Each entry has to be reproduced in full, exactly as given.

» **DATA IN THIS EXERCISE**:
════════════════════
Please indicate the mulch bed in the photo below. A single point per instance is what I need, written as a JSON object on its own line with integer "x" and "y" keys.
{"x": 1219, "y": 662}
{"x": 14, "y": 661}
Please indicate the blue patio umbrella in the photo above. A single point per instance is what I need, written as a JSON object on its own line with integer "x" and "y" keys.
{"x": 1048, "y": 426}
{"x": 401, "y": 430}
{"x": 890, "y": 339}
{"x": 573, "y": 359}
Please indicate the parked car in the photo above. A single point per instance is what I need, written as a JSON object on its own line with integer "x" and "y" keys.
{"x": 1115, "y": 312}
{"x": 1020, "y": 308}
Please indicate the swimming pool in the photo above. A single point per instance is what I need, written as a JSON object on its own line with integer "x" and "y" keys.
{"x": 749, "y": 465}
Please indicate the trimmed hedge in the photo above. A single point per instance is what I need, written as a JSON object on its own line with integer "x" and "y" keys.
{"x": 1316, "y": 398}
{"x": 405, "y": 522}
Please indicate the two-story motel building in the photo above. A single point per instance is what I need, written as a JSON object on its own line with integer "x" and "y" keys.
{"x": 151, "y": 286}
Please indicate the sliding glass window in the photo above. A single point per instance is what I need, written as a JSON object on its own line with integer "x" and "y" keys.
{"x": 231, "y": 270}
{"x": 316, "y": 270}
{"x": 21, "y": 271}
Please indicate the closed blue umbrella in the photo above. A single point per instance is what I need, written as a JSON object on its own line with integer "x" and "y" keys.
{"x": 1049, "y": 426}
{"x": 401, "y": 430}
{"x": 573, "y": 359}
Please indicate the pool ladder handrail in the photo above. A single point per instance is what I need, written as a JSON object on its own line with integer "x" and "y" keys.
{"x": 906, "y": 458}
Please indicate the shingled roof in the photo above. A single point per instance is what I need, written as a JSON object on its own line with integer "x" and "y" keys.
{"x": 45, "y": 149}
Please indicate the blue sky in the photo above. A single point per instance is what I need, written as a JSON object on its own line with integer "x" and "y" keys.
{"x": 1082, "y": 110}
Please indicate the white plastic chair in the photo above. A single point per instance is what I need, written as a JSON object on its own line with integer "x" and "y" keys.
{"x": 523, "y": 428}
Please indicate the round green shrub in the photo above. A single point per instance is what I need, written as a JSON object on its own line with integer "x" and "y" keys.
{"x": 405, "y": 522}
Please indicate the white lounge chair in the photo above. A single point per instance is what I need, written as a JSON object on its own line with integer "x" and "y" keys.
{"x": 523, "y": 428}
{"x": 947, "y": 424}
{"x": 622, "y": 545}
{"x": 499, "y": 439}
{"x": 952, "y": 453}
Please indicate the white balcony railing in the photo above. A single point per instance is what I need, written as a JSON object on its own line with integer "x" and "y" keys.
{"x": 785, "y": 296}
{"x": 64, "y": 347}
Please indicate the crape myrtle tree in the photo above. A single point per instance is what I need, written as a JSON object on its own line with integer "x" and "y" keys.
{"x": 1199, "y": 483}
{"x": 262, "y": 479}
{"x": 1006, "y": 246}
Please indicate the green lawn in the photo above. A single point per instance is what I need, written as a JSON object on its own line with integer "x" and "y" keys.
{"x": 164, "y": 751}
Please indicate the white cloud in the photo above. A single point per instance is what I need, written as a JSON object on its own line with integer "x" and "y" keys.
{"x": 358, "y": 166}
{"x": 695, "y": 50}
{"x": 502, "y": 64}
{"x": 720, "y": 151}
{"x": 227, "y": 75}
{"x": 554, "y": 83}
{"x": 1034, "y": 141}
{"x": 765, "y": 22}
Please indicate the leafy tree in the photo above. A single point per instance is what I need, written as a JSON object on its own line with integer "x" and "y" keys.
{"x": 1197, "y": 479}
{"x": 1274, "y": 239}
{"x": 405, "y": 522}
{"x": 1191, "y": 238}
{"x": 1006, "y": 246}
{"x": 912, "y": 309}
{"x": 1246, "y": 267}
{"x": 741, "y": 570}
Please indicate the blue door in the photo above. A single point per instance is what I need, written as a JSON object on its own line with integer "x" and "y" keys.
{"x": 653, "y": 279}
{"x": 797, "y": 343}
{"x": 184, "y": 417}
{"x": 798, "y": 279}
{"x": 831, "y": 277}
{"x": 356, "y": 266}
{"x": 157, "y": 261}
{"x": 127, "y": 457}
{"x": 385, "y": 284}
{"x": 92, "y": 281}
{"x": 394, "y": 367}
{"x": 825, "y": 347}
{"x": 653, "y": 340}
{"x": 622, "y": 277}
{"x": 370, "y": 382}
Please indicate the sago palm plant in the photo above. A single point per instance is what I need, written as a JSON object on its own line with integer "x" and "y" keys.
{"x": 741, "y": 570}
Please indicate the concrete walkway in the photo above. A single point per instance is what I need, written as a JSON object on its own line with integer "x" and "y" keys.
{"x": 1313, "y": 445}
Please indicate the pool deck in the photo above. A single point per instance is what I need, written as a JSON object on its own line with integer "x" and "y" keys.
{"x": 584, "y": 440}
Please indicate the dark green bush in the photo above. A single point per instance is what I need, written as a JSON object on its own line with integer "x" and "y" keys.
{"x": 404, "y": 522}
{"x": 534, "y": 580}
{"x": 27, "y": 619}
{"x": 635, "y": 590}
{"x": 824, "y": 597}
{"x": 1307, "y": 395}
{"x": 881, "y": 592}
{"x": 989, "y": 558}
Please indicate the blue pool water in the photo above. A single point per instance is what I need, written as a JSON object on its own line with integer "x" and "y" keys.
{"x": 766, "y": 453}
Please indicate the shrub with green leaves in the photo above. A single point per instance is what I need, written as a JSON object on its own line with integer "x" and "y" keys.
════════════════════
» **FINISHED TASK**:
Please indicate the mulch bed in the photo below. A single point per instance is what I need, written as a JSON object on its own line with integer "x" and "y" keys.
{"x": 1219, "y": 662}
{"x": 14, "y": 661}
Please indicate the blue patio umbrella in the photo above. A single point per instance is what I need, written as a JSON object on its own line with integer "x" and "y" keys.
{"x": 1048, "y": 426}
{"x": 401, "y": 430}
{"x": 890, "y": 339}
{"x": 573, "y": 359}
Please indicate the parked car in the photo above. A single point per instance is what I need, written as a JSON object on its own line with integer "x" and "y" keys.
{"x": 1115, "y": 312}
{"x": 1020, "y": 308}
Please indicate the swimming pool in the photo above. A single point per instance is what I need, written as a JSON object on its own line with integer "x" and "y" keys.
{"x": 749, "y": 465}
Please indicate the trimmed hedge in the photo above. A single point per instance is what I need, written as a JSON object on its own line with integer "x" and "y" keys.
{"x": 1316, "y": 398}
{"x": 405, "y": 522}
Please indicate the two-story motel building in the photo above. A single point per instance is what I need, written as a JSON object on its own line with integer "x" and "y" keys.
{"x": 151, "y": 286}
Please indicate the sliding glass window in the photo above. A single point per instance is what I need, written as a JSON object on its own line with integer "x" and "y" keys.
{"x": 231, "y": 270}
{"x": 316, "y": 270}
{"x": 21, "y": 271}
Please indicate the closed blue umbrella in the photo above. A single point per instance is what I need, written as a JSON object on its own line with integer "x" and "y" keys.
{"x": 1049, "y": 426}
{"x": 401, "y": 430}
{"x": 573, "y": 359}
Please indicate the pool ladder handrail in the photo above. A single point per instance is what I need, written as a JSON object on its own line with integer "x" and "y" keys.
{"x": 906, "y": 458}
Please indicate the shingled roof in the photo above. A single point per instance is what I need, written as a JSON object on its own line with integer "x" and "y" keys.
{"x": 45, "y": 149}
Please indicate the blue sky in the photo above. A single point per instance is what I need, written as a JSON object on its own line with integer "x" and "y" keys.
{"x": 1082, "y": 110}
Please indicate the white plastic chair in the photo above. A single point per instance is what I need, written as a JSON object on its own line with integer "x" and "y" keys.
{"x": 523, "y": 428}
Please indicate the round green shrub in the photo above. A single point per instance is what I need, written as a JSON object on its own line with integer "x" and "y" keys.
{"x": 405, "y": 522}
Please indicate the white lounge chair in the photo above. A single point per instance is what I need, written as a JSON object on its own line with integer "x" and "y" keys.
{"x": 523, "y": 428}
{"x": 947, "y": 424}
{"x": 622, "y": 545}
{"x": 499, "y": 439}
{"x": 952, "y": 453}
Please indicate the white balcony railing in the photo above. A single point per instance is what I need, written as a JSON object on its own line with integer "x" and "y" keys.
{"x": 785, "y": 296}
{"x": 64, "y": 347}
Please indicate the crape myrtle tree in the photo above. A single point per instance is what I need, written as a JSON object on its own line with integer "x" and "y" keys.
{"x": 1199, "y": 483}
{"x": 262, "y": 479}
{"x": 1006, "y": 246}
Please indicate the green lawn in the photo above. A single point per instance is what I need, written as a JSON object on its own line with integer "x" and "y" keys.
{"x": 164, "y": 751}
Please indicate the white cloud in the photo above. A single point per instance is what I need, written as a JSON object on its own line with integer "x" and "y" keys.
{"x": 358, "y": 166}
{"x": 695, "y": 50}
{"x": 502, "y": 64}
{"x": 720, "y": 151}
{"x": 227, "y": 75}
{"x": 554, "y": 83}
{"x": 1034, "y": 141}
{"x": 765, "y": 22}
Please indicate the leafy tree in the photo above. A single point per instance is what I need, written as a JSON object on its own line with integer "x" and "y" keys.
{"x": 1197, "y": 479}
{"x": 1274, "y": 239}
{"x": 405, "y": 522}
{"x": 1191, "y": 238}
{"x": 1006, "y": 246}
{"x": 912, "y": 309}
{"x": 1246, "y": 267}
{"x": 741, "y": 570}
Please indicate the blue door in the photo above. A single point per instance is what I need, written as a JSON object on its own line with integer "x" and "y" keys.
{"x": 653, "y": 279}
{"x": 797, "y": 343}
{"x": 184, "y": 417}
{"x": 798, "y": 279}
{"x": 831, "y": 277}
{"x": 356, "y": 266}
{"x": 157, "y": 261}
{"x": 127, "y": 457}
{"x": 385, "y": 284}
{"x": 92, "y": 281}
{"x": 394, "y": 367}
{"x": 825, "y": 347}
{"x": 653, "y": 340}
{"x": 622, "y": 277}
{"x": 370, "y": 382}
Please indicate the sago palm plant in the photo above. A single point per instance is what I need, written as a JSON object on its own line with integer "x" and "y" keys.
{"x": 741, "y": 570}
Please indicate the concrete walkway in the photo above. A single point per instance is what I need, written as a JSON object on its own line with integer "x" and "y" keys.
{"x": 1313, "y": 445}
Please indicate the pool deck in the photo above. A single point per instance is what I need, written as a JSON object on its own line with integer "x" and "y" keys.
{"x": 584, "y": 440}
Please indicate the dark green bush in the photo above. A single point per instance is what I need, written as a JSON object on its own line with integer "x" and "y" keys.
{"x": 404, "y": 522}
{"x": 534, "y": 580}
{"x": 27, "y": 619}
{"x": 635, "y": 590}
{"x": 824, "y": 597}
{"x": 1307, "y": 395}
{"x": 881, "y": 592}
{"x": 989, "y": 558}
Please indicate the blue pool water in the photo above. A single point per instance is what I need, written as a JSON object on its own line with integer "x" and "y" keys.
{"x": 766, "y": 453}
Please indicate the shrub with green leaves in the photo above. A single point per instance is what I need, written as a JSON object on its own line with integer "x" and "y" keys.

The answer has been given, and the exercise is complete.